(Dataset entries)
---

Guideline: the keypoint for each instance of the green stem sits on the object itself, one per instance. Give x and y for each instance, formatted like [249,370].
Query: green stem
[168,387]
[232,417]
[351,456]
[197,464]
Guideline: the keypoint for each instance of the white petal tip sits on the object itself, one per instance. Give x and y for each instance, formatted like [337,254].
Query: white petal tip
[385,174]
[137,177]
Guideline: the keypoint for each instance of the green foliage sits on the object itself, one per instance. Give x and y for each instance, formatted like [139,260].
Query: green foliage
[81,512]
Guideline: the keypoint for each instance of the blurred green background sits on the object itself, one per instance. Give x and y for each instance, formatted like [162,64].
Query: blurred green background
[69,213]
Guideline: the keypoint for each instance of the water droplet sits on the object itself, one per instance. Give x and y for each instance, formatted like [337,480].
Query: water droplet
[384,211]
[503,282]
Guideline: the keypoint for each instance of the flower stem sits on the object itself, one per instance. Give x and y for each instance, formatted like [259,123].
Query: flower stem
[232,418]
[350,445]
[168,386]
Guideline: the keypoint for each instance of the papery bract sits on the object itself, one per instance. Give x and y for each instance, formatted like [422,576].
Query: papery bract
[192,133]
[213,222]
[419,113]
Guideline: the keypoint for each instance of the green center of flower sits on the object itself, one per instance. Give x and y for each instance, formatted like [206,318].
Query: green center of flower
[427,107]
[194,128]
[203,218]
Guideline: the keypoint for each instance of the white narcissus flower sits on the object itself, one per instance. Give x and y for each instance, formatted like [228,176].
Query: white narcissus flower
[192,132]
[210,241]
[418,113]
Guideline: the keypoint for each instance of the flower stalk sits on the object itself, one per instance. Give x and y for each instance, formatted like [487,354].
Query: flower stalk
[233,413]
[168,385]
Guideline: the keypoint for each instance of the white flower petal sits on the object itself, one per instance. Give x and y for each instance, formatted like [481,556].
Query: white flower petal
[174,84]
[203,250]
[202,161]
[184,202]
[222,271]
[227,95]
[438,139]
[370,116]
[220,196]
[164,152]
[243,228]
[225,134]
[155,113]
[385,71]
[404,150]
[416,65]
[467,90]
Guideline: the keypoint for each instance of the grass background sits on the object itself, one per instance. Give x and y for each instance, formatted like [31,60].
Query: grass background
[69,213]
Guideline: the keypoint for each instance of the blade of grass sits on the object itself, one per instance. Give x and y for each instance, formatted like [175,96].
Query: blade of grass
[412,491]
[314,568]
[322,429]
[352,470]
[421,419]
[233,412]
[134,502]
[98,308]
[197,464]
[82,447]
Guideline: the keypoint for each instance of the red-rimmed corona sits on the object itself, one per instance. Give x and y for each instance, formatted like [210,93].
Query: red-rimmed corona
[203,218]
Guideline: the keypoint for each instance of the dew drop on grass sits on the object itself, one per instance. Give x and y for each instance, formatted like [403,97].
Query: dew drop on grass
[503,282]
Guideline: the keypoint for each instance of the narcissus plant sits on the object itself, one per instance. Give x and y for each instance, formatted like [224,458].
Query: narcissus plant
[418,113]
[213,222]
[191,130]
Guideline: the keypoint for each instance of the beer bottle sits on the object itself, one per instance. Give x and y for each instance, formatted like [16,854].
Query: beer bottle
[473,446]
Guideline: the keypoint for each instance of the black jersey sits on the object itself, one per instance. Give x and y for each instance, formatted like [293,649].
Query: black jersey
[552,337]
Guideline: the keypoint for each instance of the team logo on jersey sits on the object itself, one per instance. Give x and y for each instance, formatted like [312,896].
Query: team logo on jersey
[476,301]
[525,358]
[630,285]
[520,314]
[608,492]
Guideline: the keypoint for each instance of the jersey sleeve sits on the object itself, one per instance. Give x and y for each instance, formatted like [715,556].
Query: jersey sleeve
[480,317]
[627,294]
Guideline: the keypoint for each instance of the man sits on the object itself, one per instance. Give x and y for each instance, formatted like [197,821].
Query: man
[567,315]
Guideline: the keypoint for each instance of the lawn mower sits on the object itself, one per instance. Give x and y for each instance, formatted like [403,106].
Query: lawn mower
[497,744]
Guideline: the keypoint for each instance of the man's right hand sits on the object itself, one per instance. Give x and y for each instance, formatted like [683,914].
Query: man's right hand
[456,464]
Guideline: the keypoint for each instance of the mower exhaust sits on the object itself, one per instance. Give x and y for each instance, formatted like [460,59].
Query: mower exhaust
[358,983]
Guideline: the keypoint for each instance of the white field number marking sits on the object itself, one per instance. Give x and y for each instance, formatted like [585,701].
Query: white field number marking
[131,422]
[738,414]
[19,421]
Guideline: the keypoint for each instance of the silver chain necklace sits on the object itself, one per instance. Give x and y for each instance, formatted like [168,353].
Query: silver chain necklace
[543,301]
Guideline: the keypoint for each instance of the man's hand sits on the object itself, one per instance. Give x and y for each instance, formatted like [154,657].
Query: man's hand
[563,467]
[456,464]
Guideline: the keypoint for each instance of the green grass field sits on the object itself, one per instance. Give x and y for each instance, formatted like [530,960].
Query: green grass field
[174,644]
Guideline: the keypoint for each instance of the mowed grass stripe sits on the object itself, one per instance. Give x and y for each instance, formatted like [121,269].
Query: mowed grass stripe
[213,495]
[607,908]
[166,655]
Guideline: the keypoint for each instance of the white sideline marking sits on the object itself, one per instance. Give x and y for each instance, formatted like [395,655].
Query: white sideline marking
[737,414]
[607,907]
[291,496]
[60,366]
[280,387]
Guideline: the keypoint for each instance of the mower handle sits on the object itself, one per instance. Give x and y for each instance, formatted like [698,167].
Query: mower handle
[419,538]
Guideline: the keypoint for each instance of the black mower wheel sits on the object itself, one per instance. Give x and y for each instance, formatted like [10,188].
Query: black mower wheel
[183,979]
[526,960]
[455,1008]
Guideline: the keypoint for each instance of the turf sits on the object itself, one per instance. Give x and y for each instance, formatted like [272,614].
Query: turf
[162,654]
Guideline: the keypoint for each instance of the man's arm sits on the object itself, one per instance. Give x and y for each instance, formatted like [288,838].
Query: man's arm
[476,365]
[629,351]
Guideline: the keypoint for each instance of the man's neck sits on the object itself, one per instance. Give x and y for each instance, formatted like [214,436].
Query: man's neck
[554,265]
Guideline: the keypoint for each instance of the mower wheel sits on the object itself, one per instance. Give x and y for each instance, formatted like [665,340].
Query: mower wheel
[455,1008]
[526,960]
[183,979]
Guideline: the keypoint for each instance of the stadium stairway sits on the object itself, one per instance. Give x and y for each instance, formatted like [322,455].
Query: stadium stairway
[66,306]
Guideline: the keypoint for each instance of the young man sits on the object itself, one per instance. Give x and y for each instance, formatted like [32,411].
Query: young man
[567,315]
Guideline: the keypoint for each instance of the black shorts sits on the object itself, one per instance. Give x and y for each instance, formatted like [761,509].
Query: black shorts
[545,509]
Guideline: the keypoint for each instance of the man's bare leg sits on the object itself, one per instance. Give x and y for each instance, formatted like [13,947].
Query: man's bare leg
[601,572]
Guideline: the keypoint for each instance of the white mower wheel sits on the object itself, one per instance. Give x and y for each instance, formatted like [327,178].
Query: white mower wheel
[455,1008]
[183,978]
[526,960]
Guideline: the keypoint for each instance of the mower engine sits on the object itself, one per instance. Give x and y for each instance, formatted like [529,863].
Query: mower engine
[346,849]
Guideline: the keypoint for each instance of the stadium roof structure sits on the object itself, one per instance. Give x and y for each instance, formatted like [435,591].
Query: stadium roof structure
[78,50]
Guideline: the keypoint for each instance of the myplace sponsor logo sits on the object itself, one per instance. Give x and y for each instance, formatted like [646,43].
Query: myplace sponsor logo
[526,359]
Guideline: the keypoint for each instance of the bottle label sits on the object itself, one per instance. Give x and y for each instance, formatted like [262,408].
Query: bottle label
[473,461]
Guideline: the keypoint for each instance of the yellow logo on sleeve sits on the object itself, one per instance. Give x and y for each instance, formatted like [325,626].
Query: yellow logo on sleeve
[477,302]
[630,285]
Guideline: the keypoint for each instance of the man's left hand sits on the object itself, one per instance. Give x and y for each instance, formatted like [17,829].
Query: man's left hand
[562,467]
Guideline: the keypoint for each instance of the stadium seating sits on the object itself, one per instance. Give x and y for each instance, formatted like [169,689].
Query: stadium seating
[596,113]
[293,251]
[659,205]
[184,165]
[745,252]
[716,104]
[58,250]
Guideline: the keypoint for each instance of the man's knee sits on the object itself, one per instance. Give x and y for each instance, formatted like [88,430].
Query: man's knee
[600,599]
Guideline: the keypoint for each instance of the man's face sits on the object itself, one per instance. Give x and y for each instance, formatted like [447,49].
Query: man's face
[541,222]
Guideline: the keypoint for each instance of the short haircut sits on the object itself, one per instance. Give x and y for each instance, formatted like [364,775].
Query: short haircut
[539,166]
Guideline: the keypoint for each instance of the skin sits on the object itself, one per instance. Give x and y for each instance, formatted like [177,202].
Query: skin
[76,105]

---

Task details
Output the lines above between the one holding "Guideline: the keypoint for each instance of the grass" and the one holding "Guideline: the keypoint for each instance of the blade", inclusive, with nothing before or after them.

Answer to the problem
Guideline: the keypoint for each instance of the grass background sits on the object itself, one per instance. Give x and y for each instance, formatted like [31,60].
Query: grass background
[69,213]
Guideline: the keypoint for each instance of the blade of grass sits on the object itself, one per instance. Give x and y for each instance, formatted like [175,96].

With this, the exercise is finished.